WORK ORDER:
Tell how many lines in the data hold "football", giving that figure alone.

MATERIAL FOR THIS EXERCISE Start Marker

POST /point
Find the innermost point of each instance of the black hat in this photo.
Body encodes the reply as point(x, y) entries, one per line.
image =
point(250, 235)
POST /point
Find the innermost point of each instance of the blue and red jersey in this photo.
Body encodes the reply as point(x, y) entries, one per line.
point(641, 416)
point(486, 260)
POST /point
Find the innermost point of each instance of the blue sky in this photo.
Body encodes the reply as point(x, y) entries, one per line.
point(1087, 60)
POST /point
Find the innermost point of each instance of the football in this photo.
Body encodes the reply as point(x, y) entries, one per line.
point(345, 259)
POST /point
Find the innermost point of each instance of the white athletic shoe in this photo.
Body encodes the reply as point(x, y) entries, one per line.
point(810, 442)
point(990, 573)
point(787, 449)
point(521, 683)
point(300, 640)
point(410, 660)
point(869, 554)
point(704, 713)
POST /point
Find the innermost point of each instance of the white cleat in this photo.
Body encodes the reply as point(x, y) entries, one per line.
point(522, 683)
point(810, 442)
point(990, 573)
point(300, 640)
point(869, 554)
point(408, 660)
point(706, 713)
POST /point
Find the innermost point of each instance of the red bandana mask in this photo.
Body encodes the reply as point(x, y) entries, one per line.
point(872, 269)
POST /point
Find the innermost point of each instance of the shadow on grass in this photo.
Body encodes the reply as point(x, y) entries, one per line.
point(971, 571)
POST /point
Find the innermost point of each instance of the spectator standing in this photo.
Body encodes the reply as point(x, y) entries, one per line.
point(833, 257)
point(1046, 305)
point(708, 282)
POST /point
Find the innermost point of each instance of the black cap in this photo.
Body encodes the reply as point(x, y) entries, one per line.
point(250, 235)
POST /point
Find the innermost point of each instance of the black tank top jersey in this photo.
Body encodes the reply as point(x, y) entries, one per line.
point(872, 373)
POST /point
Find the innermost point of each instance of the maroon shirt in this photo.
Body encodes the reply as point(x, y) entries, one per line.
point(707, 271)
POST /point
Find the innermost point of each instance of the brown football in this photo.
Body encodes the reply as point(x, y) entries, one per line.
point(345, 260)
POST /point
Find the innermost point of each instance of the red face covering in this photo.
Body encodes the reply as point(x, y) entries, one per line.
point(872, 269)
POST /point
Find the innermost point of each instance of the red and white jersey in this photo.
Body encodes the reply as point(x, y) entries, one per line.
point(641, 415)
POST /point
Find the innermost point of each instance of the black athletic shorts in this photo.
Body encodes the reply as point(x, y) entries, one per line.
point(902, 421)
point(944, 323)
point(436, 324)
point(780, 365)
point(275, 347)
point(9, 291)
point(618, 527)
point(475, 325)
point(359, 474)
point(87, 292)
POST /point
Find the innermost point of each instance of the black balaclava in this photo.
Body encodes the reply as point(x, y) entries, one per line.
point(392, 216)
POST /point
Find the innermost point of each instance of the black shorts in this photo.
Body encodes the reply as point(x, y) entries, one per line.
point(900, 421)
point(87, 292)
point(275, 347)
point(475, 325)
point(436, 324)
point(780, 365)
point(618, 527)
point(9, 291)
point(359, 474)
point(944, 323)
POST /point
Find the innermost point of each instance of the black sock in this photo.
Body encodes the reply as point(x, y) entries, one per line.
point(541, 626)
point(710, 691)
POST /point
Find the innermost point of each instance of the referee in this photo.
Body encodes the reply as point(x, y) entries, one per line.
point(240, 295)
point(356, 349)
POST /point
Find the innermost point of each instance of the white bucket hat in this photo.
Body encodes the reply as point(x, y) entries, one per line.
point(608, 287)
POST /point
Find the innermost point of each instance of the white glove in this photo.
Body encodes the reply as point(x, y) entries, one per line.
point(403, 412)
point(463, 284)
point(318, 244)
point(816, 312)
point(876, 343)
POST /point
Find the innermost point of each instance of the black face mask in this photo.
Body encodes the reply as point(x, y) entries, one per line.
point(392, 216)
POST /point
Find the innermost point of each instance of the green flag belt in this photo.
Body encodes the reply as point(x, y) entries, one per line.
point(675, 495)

MATERIAL FOR THIS EXERCISE End Marker

REPLY TO THE EXERCISE:
2